• Source extract:
## start

Most canals dredged in Louisiana over the last 50 years required wetland restoration of the canal and associated spoil bank upon canal abandonment, but it was not done. Although there were 27,483 dry and abandoned oil and gas wells on land in the coastal parishes by 2017, fewer than 40 have had their dredged spoil material scraped back into the canal, a process called “backfilling.” Thirty-three canals were backfilled in the early 1980s, and there are others in the Barataria Preserve of the Jean Lafitte National Historical Park and Preserve (the “Park”) near New Orleans, Louisiana, that were done from 2001 to 2002 and in 2010. Information on the restoration success of these few backfilled sites is important, not only because of the paucity of information but also because spoil banks may last 100 years (Turner and Swenson, 2020). The influences of the accelerating sea level rise across the coast, of course, may override restoration efforts at the local and regional scale (e.g., Horton et al., 2018; Turner et al., 2018; Schepers et al., 2020).

## end

• Problems and tasks:
1. Please rewrite the paragraph in the Louisiana canal backfilling passage above that begins "Most canals dredged in Louisiana" as a short bulleted list, keeping its main facts.
2. Extend the Louisiana canal backfilling passage above with a further paragraph that follows on from its final sentence.

• Available data:
## start

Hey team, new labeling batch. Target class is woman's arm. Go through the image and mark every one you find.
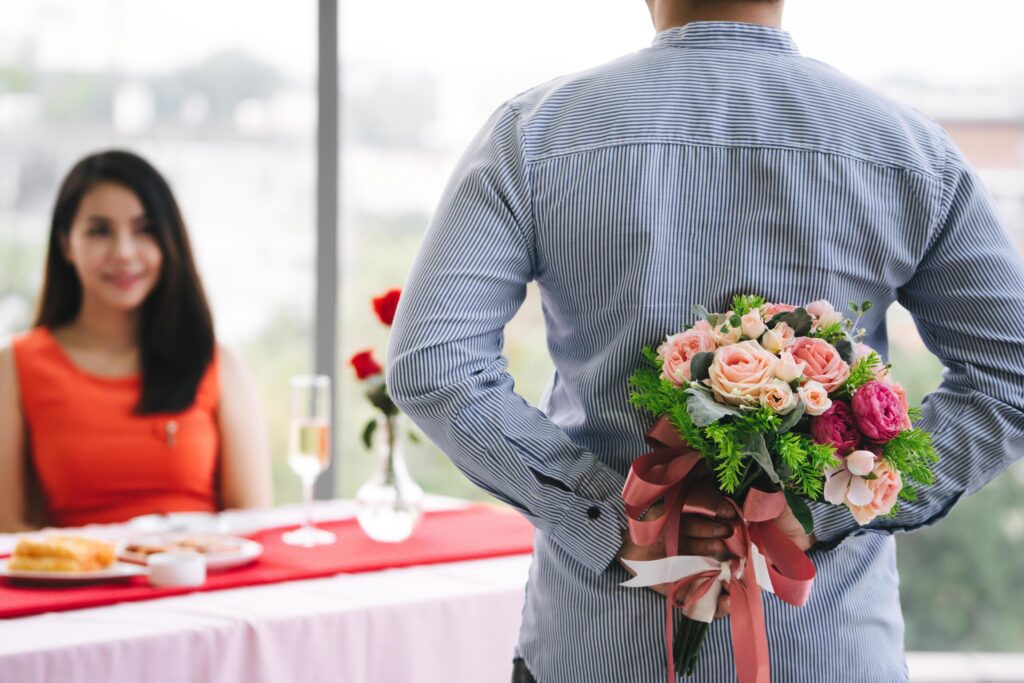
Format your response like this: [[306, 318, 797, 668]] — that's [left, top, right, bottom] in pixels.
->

## end

• Responses to the tasks:
1.
- Over the last 50 years, most canals dredged in Louisiana required wetland restoration of the canal and its spoil bank once abandoned, but this was not done.
- By 2017 there were 27,483 dry and abandoned oil and gas wells on land in the coastal parishes. Fewer than 40 have had their dredged spoil scraped back into the canal, a process called "backfilling."
- Thirty-three canals were backfilled in the early 1980s. Others in the Barataria Preserve of the Jean Lafitte National Historical Park and Preserve near New Orleans were backfilled in 2001–2002 and in 2010.
- Information on how well these few sites recovered matters because such information is scarce and because spoil banks may last 100 years.
- Accelerating sea level rise along the coast may override restoration efforts at the local and regional scale.

2.
The restoration of these 33 canals backfilled in the 1980s was last documented in 2004 by Baustian and Turner (2006) who made field-based measurements of the canal depth, percent marsh vegetation on the spoil bank and in the canal, and the percent vegetative restoration. They found that the success of backfilling was controlled by the amount of spoil returned to the canal, and that 95% of the spoil area was restored when the spoil bank was properly removed, but only 5% where spoil removal was poor. Soil bulk density, water content and plant community restoration, which was up to 90% or more, was also dependent on the amount of spoil removal. This study compared vegetative recovery as estimated by the percent cover after an additional 15 years and compared the restoration rates in canals backfilled in the Park in 2001 and 2010, including one that had a sediment slurry added during the backfilling. A distinction is made between the restoration rates in canals closed at their entrance using earthen or shell plugs after being backfilled and those that are not closed with a plug.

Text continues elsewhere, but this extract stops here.